*** Opening MATERIAL PROVIDED ***

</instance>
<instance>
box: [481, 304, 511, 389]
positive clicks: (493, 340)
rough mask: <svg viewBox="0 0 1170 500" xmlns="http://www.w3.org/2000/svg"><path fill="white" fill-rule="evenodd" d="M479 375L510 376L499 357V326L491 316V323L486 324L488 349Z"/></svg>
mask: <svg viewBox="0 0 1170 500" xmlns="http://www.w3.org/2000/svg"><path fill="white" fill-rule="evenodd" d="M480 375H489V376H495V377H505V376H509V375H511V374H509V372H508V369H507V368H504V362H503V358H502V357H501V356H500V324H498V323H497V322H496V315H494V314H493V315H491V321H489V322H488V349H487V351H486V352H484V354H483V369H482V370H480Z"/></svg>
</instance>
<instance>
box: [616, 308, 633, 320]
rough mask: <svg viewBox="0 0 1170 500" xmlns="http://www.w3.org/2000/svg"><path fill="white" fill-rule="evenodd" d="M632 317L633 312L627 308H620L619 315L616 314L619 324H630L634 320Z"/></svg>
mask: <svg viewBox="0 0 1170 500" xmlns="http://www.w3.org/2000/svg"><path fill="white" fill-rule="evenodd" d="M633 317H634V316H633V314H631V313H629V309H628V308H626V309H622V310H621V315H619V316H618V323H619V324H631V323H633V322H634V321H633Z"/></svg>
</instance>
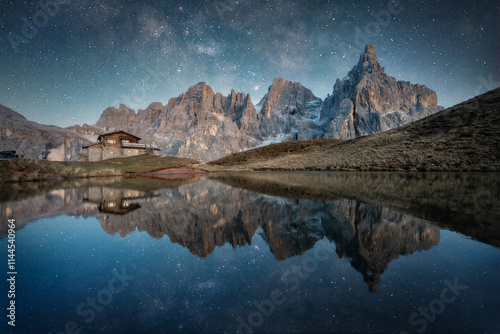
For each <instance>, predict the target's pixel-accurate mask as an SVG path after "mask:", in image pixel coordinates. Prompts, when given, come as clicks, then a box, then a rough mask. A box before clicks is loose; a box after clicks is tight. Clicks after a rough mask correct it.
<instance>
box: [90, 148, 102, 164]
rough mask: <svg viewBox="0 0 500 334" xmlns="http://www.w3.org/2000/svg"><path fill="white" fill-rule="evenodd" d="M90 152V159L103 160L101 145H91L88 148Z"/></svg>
mask: <svg viewBox="0 0 500 334" xmlns="http://www.w3.org/2000/svg"><path fill="white" fill-rule="evenodd" d="M87 151H88V154H89V161H101V160H102V155H101V152H102V151H101V146H97V145H96V146H90V147H88V148H87Z"/></svg>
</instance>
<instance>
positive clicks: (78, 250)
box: [0, 172, 500, 334]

*** Closing MATERIAL PROVIDED ***

Output the listing above exactly, but leave its pictures behind.

__EXERCISE ANSWER__:
</instance>
<instance>
box: [481, 304, 511, 389]
positive clicks: (493, 340)
rough mask: <svg viewBox="0 0 1170 500" xmlns="http://www.w3.org/2000/svg"><path fill="white" fill-rule="evenodd" d="M479 375L510 376L499 357V326L491 316V323L486 324L488 349Z"/></svg>
mask: <svg viewBox="0 0 1170 500" xmlns="http://www.w3.org/2000/svg"><path fill="white" fill-rule="evenodd" d="M480 375H489V376H495V377H505V376H509V375H511V374H509V372H508V369H507V368H504V362H503V358H502V357H501V356H500V324H498V323H497V322H496V315H494V314H493V315H491V321H489V322H488V349H487V351H486V352H484V354H483V369H482V370H480Z"/></svg>
</instance>
<instance>
box: [616, 308, 633, 320]
rough mask: <svg viewBox="0 0 1170 500" xmlns="http://www.w3.org/2000/svg"><path fill="white" fill-rule="evenodd" d="M632 317L633 312L627 308H620L619 315L616 314L619 324H630L634 320Z"/></svg>
mask: <svg viewBox="0 0 1170 500" xmlns="http://www.w3.org/2000/svg"><path fill="white" fill-rule="evenodd" d="M633 317H634V316H633V314H631V313H629V309H628V308H626V309H622V310H621V315H619V316H618V323H619V324H631V323H633V322H634V321H633Z"/></svg>
</instance>
For each <instance>, predict the target's pixel-accurate mask as an SVG path after "mask:", in image pixel coordinates. Prompts, when given, come as clicks, then a box, then a rough mask. A box before clicks is loose; a box after clicks is tight. Clicks after a rough mask correct it.
<instance>
box: [90, 148, 102, 164]
rough mask: <svg viewBox="0 0 500 334" xmlns="http://www.w3.org/2000/svg"><path fill="white" fill-rule="evenodd" d="M90 152V159L103 160L101 145H91L88 148Z"/></svg>
mask: <svg viewBox="0 0 500 334" xmlns="http://www.w3.org/2000/svg"><path fill="white" fill-rule="evenodd" d="M87 151H88V154H89V161H101V160H102V155H101V152H102V151H101V146H97V145H96V146H90V147H88V148H87Z"/></svg>
</instance>
<instance>
positive clicks: (78, 250)
box: [0, 172, 500, 334]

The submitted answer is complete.